> **DATA SHOWN**

-- START --

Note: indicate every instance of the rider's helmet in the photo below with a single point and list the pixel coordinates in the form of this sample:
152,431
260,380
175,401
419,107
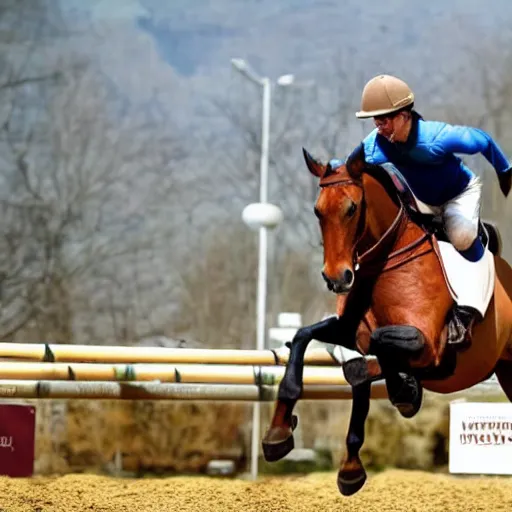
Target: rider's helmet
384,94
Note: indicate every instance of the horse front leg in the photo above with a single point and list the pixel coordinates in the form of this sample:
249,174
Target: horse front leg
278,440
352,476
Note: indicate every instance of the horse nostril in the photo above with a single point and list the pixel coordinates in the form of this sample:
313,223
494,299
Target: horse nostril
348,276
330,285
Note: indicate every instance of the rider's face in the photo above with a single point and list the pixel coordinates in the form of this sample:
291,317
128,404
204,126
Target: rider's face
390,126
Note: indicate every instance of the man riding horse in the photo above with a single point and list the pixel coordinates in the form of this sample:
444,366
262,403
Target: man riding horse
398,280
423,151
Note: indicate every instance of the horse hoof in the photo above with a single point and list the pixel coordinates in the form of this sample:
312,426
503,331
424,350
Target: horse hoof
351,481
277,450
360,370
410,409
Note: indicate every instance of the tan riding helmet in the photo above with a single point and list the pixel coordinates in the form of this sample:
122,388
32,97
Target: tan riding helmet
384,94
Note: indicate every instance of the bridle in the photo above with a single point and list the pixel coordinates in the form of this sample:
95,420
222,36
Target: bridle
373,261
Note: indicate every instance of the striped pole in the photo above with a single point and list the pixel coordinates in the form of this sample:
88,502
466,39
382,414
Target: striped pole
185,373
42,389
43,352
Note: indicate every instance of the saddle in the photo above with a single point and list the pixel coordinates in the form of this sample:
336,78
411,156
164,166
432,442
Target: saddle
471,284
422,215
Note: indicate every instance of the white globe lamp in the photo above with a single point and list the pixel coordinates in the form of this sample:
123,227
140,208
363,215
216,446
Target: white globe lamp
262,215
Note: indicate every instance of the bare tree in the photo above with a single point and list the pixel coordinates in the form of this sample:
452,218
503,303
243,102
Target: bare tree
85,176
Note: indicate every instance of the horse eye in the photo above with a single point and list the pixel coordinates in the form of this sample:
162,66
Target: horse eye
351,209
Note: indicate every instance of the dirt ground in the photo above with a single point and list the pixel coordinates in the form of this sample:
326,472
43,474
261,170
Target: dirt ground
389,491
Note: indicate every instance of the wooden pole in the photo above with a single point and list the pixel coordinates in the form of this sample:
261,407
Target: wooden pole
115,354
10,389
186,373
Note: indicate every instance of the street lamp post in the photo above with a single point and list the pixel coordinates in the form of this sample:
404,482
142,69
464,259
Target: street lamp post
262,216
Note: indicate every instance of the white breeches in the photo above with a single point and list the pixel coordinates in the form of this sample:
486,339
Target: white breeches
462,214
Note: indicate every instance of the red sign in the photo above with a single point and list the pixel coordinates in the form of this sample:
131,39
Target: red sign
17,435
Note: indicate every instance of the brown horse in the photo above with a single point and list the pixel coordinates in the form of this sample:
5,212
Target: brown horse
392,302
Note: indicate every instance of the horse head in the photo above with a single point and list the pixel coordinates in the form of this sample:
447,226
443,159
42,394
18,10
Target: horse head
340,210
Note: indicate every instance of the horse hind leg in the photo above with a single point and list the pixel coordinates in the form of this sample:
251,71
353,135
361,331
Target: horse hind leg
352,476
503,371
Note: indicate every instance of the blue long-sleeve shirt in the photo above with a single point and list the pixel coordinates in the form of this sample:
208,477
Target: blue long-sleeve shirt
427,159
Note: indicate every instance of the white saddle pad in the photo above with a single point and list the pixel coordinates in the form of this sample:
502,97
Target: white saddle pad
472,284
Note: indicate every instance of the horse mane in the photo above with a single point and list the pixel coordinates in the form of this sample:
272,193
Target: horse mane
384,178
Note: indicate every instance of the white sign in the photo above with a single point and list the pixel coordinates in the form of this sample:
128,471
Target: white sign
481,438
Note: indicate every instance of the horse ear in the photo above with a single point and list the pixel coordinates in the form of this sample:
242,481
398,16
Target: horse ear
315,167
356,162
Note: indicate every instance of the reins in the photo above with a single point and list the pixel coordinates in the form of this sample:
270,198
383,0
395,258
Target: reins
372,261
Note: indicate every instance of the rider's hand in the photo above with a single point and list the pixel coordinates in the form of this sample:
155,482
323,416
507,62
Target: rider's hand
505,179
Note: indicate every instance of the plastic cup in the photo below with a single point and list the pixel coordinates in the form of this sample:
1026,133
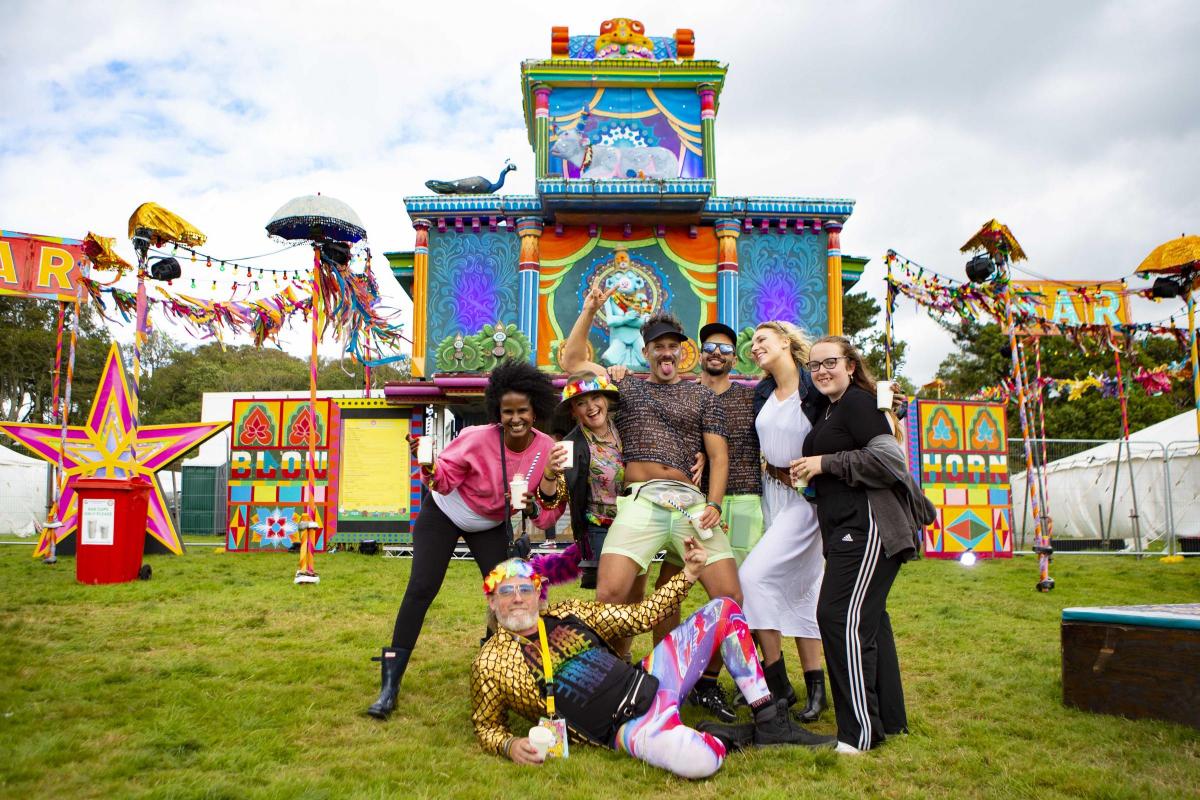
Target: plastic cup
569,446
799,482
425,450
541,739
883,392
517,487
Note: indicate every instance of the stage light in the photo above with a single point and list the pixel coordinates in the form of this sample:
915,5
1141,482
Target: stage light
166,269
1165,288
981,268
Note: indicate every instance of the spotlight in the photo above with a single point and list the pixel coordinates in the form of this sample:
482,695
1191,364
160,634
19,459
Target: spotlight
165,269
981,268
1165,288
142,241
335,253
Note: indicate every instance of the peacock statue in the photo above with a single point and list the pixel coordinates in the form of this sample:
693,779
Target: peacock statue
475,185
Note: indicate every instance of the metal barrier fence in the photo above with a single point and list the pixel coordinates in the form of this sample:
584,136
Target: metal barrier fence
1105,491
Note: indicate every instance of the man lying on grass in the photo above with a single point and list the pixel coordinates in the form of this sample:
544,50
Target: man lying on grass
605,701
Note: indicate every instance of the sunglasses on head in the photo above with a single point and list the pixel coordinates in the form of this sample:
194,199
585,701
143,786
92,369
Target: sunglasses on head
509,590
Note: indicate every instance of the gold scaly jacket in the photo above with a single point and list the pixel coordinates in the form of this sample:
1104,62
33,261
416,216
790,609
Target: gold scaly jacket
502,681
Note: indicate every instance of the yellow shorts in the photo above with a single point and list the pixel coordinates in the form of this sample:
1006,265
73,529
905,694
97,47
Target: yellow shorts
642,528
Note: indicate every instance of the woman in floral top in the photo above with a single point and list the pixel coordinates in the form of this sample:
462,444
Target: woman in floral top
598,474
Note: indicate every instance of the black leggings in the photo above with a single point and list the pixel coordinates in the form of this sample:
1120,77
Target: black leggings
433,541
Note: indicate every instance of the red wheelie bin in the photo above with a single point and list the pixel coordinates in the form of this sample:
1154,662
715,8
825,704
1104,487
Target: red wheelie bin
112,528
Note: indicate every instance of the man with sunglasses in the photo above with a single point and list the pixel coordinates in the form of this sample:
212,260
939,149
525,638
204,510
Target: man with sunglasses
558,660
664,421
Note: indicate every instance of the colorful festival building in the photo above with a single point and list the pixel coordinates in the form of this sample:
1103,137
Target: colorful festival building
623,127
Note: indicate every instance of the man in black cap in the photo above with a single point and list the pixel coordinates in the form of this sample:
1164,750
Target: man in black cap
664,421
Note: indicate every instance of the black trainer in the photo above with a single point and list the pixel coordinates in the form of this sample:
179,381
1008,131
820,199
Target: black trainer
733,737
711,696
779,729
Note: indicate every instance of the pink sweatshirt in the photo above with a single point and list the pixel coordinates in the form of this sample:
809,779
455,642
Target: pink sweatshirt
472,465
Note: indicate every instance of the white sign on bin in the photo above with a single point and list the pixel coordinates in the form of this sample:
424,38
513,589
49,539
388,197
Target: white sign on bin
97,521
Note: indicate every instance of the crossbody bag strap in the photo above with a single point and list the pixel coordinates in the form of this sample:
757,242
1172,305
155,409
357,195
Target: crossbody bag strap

-- END --

> **REQUIREMENT**
Can you rewrite the entries from the line containing "Note: indicate every instance of the crossbody" through the last of the entries, swapping "crossbody bag strap" for "shoulder bag strap" and leaving everything else unchanged?

> **FINISHED EXERCISE**
Note: indicate every instance of the shoulder bag strap in the photo above with a single point and list the pixel coordinates in the form of this sample:
757,242
1172,305
155,409
357,195
Target: shoulder bag strap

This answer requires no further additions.